书面练习 A: 请原样输出下方标为“指向数据摘录”的条目中的每一行,答案里不要包含图片。

文本节选:

以下函数查找两个消息日期范围之间的重叠。如果范围 1 的开始小于范围 2 的开始,并且范围 2 的开始小于范围 1 的结束,则存在重叠。结果重叠是从范围 2 的开始到范围 1 的结束或范围 2 的结束(取决于哪个较小,反之亦然)。

bool FindAndBetweenTwoRanges(unsigned int range1Start,unsigned int range1End,unsigned int range2Start,unsigned int range2End,unsigned int &resRangeStart,unsigned int &resRangeEnd)
{
    bool success=false;
    if(range1Start<range2Start)
    {
        if(range2Start<=range1End)
        {
            resRangeStart=range2Start;
            if(range1End<range2End)
            {
                resRangeEnd=range1End;
            }
            else
            {
                resRangeEnd=range2End;
            }
            success=true;
        }
    }
    else
    {
        if(range1Start<=range2End)
        {
            resRangeStart=range1Start;
            if(range2End<range1End)
            {
                resRangeEnd=range2End;
            }
            else
            {
                resRangeEnd=range1End;
            }
            success=true;
        }
    }
    return success;
}

以下函数将 EmailWhereClauseUnit 的向量 A 和向量 B 进行 OR 操作。在此函数中,两个向量都通过嵌套循环进行遍历。如果 A 中类型为 EmailWhereClauseUnit 的一个结构体与 B 中类型相同的另一个结构体有共同点,则将公共值添加到结果向量中。公共点通过匹配 A 和 B 中属于 EmailWhereClauseUnit 类型的结构体的“from”、“to”、“cc”、“subject”、“body”和“message date”来找到。如果两个“from”都不为空,则它们必须匹配,否则跳过它们。类似地,如果两个“to”都不为空,则它们必须匹配,否则跳过它们。如果其中一个“from”为空而另一个不为空,则公共“from”为空。类似地,如果其中一个“to”为空而另一个不为空,则公共“to”为空。类似地,如果“message date”范围之间存在重叠,则将公共值插入到结果向量中,并从向量 A 和 B 中删除。嵌套循环完成后,遍历向量 A 并将所有元素添加到结果向量中。类似地,遍历向量 B 并将所有元素添加到结果向量中。

vector<EmailWhereClauseUnit> Or(vector<EmailWhereClauseUnit> A,vector<EmailWhereClauseUnit> B)

书面练习 B: 根据上面的文本节选,说明两个日期范围的重叠结果的开始和结束是如何确定的。

(指向数据摘录)

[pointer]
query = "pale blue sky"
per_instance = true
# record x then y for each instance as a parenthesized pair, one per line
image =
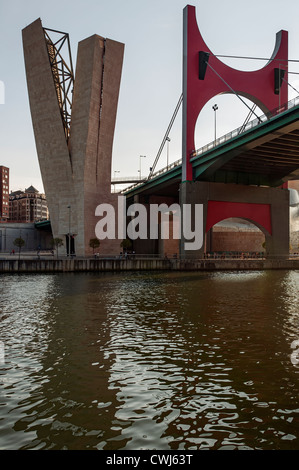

参考解答 A:
[pointer]
query = "pale blue sky"
per_instance = true
# record x then y for each instance as a parenthesized pair, one per line
image =

参考解答 B: 节选中,若范围 1 的开始小于范围 2 的开始,且范围 2 的开始小于范围 1 的结束,结果重叠就从范围 2 的开始算起,到范围 1 的结束或范围 2 的结束中较小的那个为止。另一种情况反之亦然。